Work to complete: Leaving the images aside, transcribe all the data below exactly.

________________

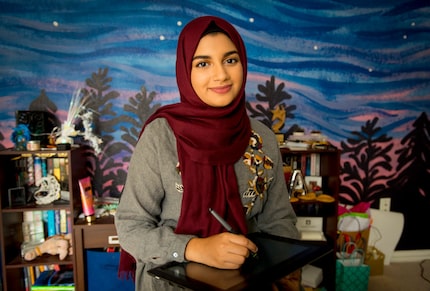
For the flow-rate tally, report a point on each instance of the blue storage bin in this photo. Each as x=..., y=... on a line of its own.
x=102, y=272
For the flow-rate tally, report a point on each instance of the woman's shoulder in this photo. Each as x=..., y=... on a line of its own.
x=267, y=135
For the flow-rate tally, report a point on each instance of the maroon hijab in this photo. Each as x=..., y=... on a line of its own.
x=209, y=140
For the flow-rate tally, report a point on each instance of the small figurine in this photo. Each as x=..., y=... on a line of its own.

________________

Finished exercise:
For the flow-rate tally, report a point on each instance of the blue storage bin in this photo. Each as x=..., y=... on a line of its own.
x=102, y=272
For the flow-rate tally, report a point on each instance of the woman's shoulder in this photo. Each as x=..., y=... on a line of its own.
x=267, y=135
For the flow-rate tally, report a point on each instance of the maroon hijab in this photo. Each as x=..., y=... on a line of its own.
x=209, y=140
For the flow-rate tally, report a point on each instance of the small figurine in this photo. Each as x=..., y=... on a line of its own.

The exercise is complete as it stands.